**Required task:** Reproduce the pinball and art interview below word for word, everything from "Q: How are pinball" down to "big companies collapsed.".

**Source document:**
Q: How are pinball and art connected, besides sharing your commercial real estate space?

Back in the 80s and the 90s, pinball manufacturers were hiring artists to draw really cool art. That changed around 2000, when a couple of the big companies collapsed.

When Dirty Donnie [an artist based in Concord] was asked to do the art for the Metallica pinball machine around 2013, that sort of brought back hand-drawn art into pinball. For me, that was like a whole new rebirth. I contacted him when we opened The Flipper Room, and we still work together all the time. Through that introduction and happenstance, we’ve gotten lumped into the rock poster art world.

I think artists are open to opportunities. Like we’re a frame shop, but we’re also an art gallery. For people like Dirty Donnie, he needs framing, and we built a relationship from there because I understand the language.

Q: Prior to bringing the pinball machines online, had you ever made such a sharp pivot in your work?

**Stored data:**
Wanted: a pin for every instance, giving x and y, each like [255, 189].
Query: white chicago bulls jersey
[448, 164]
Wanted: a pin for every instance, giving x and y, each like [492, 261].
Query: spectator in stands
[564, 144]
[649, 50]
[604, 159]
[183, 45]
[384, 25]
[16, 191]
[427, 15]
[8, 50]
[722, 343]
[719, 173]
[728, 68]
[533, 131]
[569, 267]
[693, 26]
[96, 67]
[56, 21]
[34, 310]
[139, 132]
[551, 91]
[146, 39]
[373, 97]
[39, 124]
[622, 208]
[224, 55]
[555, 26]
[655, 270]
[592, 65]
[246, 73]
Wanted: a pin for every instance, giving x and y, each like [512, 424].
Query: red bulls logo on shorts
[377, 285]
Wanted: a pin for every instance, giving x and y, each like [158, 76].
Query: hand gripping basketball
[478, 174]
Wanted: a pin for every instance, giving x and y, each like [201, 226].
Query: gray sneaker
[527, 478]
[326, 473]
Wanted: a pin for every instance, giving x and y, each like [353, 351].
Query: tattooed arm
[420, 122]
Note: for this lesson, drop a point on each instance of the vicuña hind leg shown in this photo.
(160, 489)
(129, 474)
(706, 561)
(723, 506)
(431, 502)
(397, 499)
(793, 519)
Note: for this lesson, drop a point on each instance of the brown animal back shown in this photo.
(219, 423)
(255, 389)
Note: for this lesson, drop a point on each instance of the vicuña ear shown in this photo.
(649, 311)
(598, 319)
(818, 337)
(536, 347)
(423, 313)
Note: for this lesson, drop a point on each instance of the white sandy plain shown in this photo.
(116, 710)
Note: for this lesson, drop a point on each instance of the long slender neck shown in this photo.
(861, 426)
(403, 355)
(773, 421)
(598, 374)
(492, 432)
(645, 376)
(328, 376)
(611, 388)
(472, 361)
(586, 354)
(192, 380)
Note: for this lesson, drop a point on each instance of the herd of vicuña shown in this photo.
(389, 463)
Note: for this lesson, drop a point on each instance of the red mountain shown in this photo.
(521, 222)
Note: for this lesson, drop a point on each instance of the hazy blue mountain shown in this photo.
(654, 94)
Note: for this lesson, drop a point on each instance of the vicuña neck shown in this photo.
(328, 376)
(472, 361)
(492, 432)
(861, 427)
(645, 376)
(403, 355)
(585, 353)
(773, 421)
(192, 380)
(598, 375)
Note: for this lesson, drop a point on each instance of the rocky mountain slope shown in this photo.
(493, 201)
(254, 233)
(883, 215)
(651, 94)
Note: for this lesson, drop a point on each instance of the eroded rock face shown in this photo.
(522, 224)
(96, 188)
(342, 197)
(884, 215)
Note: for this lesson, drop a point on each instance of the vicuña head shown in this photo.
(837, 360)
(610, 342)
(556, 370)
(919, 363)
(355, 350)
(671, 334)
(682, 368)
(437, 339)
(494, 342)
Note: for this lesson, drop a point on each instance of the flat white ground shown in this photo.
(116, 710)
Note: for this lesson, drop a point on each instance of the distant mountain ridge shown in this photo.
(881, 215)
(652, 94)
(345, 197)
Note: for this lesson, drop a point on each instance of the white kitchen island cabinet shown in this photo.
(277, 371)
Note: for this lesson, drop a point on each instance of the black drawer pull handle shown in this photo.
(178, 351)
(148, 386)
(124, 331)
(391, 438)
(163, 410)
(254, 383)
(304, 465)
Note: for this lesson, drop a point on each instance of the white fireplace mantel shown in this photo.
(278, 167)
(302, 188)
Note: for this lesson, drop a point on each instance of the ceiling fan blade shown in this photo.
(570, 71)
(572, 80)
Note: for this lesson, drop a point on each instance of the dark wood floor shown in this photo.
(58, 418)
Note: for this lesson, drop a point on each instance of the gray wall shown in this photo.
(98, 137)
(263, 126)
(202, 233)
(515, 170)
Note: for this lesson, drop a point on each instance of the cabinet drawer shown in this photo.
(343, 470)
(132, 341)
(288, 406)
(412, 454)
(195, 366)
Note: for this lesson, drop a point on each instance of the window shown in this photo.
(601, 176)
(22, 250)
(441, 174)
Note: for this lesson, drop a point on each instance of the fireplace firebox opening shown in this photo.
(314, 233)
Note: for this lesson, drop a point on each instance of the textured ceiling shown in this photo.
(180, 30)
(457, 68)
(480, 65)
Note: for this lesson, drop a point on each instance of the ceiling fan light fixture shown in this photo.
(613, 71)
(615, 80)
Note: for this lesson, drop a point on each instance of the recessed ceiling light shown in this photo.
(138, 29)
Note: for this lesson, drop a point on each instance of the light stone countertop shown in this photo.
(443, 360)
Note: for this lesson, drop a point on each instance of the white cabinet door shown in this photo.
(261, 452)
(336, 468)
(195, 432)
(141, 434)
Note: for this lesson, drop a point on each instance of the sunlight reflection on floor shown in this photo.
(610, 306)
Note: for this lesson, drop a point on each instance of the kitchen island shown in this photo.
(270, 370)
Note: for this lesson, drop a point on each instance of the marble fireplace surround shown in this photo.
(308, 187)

**Result of this task:**
Q: How are pinball and art connected, besides sharing your commercial real estate space?

Back in the 80s and the 90s, pinball manufacturers were hiring artists to draw really cool art. That changed around 2000, when a couple of the big companies collapsed.